- Text extract -
— Start —
There are several sources of data that show wages on MTurk are higher than $2 per hour. For example, both the Pew Research Center and the International Labour Office published data indicating people made around $5.00 per hour in 2015.   Another, more recent publication focused on workers in the US indicated that average wages were at least $5.70 an hour, and data from the CloudResearch study found overall average wages of about $6.61 per hour. Meanwhile, there is some evidence that very active and experienced people can earn $20 per hour or more though this is likely a small group of workers.

Fraud 
The Nation magazine said in 2014 that some Requesters had taken advantage of Workers by having them do the tasks, then rejecting their submissions in order to avoid paying them. Though this claim is sometimes repeated elsewhere, the available data indicate that rejections are fairly rare. Workers report having a small minority of their HITs rejected, perhaps as low as 1%.
— End —
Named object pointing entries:
— Start —
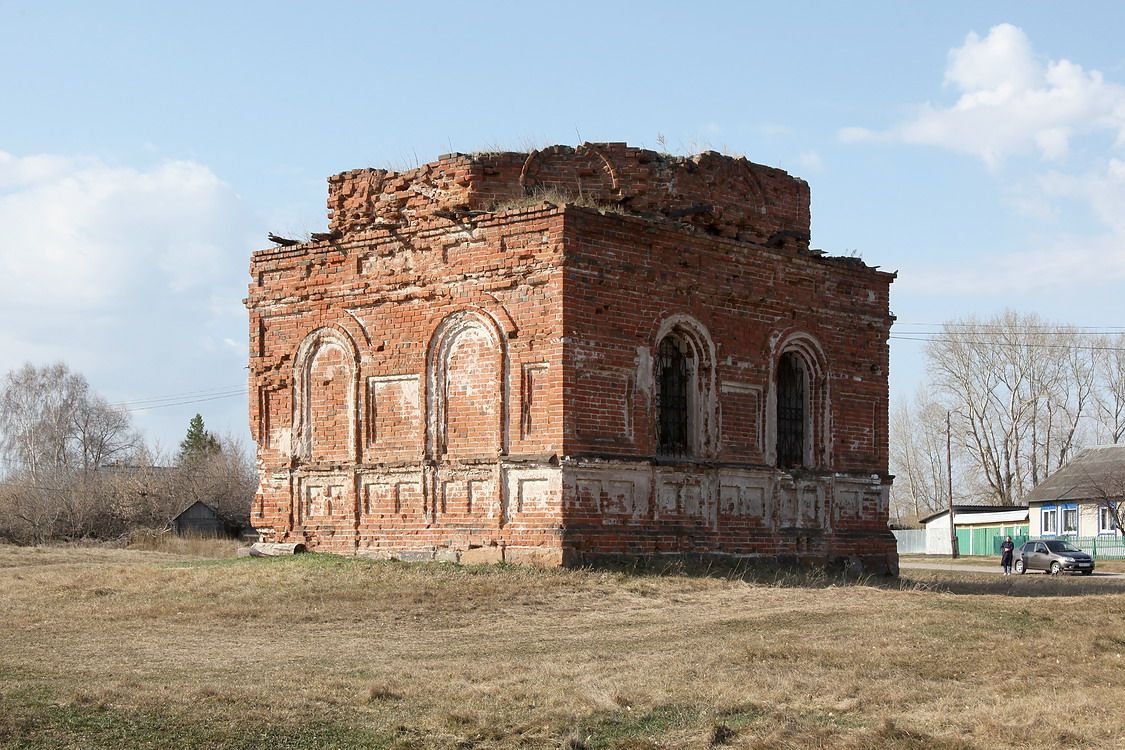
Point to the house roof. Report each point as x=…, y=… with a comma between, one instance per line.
x=1095, y=473
x=974, y=511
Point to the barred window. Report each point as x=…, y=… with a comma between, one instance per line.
x=791, y=410
x=674, y=403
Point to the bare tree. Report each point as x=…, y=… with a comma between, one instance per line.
x=1020, y=390
x=55, y=436
x=1109, y=388
x=918, y=457
x=50, y=418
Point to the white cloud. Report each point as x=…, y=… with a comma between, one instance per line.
x=1060, y=262
x=1010, y=102
x=81, y=234
x=131, y=276
x=811, y=161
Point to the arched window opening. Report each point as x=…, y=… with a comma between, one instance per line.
x=792, y=407
x=674, y=404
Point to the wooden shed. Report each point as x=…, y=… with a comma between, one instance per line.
x=200, y=520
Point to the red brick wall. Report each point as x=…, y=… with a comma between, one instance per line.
x=461, y=369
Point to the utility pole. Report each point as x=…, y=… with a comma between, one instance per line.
x=948, y=475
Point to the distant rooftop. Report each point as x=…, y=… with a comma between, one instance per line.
x=1095, y=473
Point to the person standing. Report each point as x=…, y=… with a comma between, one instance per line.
x=1006, y=549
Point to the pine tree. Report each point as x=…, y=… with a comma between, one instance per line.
x=198, y=443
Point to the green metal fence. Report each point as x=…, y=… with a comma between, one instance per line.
x=987, y=541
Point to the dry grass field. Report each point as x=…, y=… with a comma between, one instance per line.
x=120, y=649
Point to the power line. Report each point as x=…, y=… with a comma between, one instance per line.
x=945, y=340
x=964, y=324
x=207, y=391
x=189, y=400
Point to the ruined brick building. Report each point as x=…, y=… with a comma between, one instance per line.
x=570, y=353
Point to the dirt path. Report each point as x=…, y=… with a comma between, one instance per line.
x=960, y=567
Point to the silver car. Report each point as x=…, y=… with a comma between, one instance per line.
x=1052, y=556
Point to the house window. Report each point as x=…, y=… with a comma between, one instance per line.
x=674, y=400
x=791, y=410
x=1070, y=521
x=1050, y=521
x=1107, y=524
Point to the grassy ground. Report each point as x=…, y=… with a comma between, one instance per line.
x=141, y=649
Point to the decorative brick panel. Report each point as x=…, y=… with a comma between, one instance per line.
x=467, y=366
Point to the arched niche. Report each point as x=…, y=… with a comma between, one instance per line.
— End —
- The request -
Decide whether each statement agrees with the passage on MTurk wages and fraud. Answer yes or no for each, and quote the words of the passage that settle it. 1. The CloudResearch study found overall average wages of about $6.61 per hour. 2. The Nation magazine made its claim about Requesters in 2015. 3. Workers report that most of their HITs are rejected. The lines have no role in this.

- The output -
1. Yes: "data from the CloudResearch study found overall average wages of about $6.61 per hour"
2. No: "The Nation magazine said in 2014"
3. No: "Workers report having a small minority of their HITs rejected, perhaps as low as 1%."